Question about stats from the Backtest Report

I'm missing a useful piece of math here as I look at this issue and hope some of the sharper forum-lurkers can help.

The "Avg P/L %" in the report is that same as expectancy:
(% winners * % profit ) - (% losers * % loss). That makes sense. In my personal example, this is 16.7%.

When I copy the individual trade data to Excel and calculate the average profit per trade directly from the trade data I get a lower number. In this case it's 15.0%.

My question is this: What explains the difference between those 2 numbers? It shouldn't be compounding, I don't think as that's in the CAGR number so not sure what.

MANY thanks for the help folks!

You don't actually say how you calculated the value in Excel. However, I think you'll find that if you simply average all the values in the % Profit column, it will match the Avg % P/L in the backtest report. You don't even have to do any work... just select Column I (if you're using the default column order) and Excel will automatically show you the average in the status bar at the bottom of the window.

Used the AVERAGE function and the results are different (see my original post) which prompted me to post about this.

Any ideas?

And which values did you average? I have never seen an instance where averaging the values in the % Profit column gave a different result than Avg % P/L reported in the Backtest Report.

First you did NOT POST any evidence ANY number nothing at all.

++++

### Given task 1
In the backtest report thread, what average profit per trade did the original poster get by calculating it directly from the trade data in Excel?
### Given task 2
Translate this sentence from the backtest report thread into Spanish: "When I copy the individual trade data to Excel and calculate the average profit per trade directly from the trade data I get a lower number."
### Given task 3
Write the next reply in the backtest report thread, picking up after its last line.

++++

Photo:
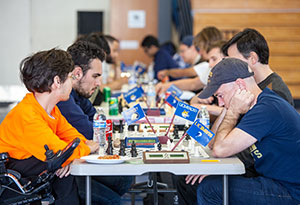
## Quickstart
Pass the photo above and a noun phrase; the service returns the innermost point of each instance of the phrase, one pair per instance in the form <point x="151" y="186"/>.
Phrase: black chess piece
<point x="109" y="150"/>
<point x="133" y="150"/>
<point x="122" y="148"/>
<point x="159" y="146"/>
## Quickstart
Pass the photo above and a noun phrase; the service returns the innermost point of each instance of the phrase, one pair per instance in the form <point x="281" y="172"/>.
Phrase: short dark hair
<point x="99" y="39"/>
<point x="149" y="41"/>
<point x="110" y="38"/>
<point x="247" y="41"/>
<point x="83" y="53"/>
<point x="206" y="37"/>
<point x="38" y="70"/>
<point x="217" y="44"/>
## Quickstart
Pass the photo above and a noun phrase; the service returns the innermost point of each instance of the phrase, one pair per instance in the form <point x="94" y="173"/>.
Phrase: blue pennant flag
<point x="133" y="114"/>
<point x="175" y="90"/>
<point x="200" y="133"/>
<point x="173" y="100"/>
<point x="133" y="94"/>
<point x="186" y="111"/>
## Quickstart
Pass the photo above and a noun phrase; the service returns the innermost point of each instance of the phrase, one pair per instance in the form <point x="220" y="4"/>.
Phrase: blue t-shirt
<point x="79" y="112"/>
<point x="276" y="126"/>
<point x="163" y="60"/>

++++

### Exercise output 1
15.0%

### Exercise output 2
Cuando copio los datos de las operaciones individuales a Excel y calculo la ganancia promedio por operación directamente a partir de los datos de las operaciones, obtengo un número menor.

### Exercise output 3
Unfortunately your question does not provide ANY details to give you an answer. Please follow this advice: How to ask a good question

As a general remark, it is important to note that AmiBroker calculations are always done with full precision offered by floating point hardware on the CPU. The display however is rounded to something like one or two decimal places. When you copy-paste ROUNDED individual trade numbers to Excel you are NOT performing the same calculation because you are NOT using correct numbers, but rounded ones. Sometimes using rounded numbers may lead to huge errors. Imagine you have two trades one has 0.01499 profit other has -0.0059 gain (losing trade). If you calculate average using full precision you get 0.00909. If you round that result you get 0.01 average.
Now if you take profits rounded to 2 decimal places BEFORE calculating average you would end up getting (0.01 - 0.01)/2 = 0. That is what your Excel would show. 100% incorrect result.

People are fooled by their assumptions that rounding to say 2 decimal places would not introduce errors higher than 0.01 but this is HUGE mistake in thinking.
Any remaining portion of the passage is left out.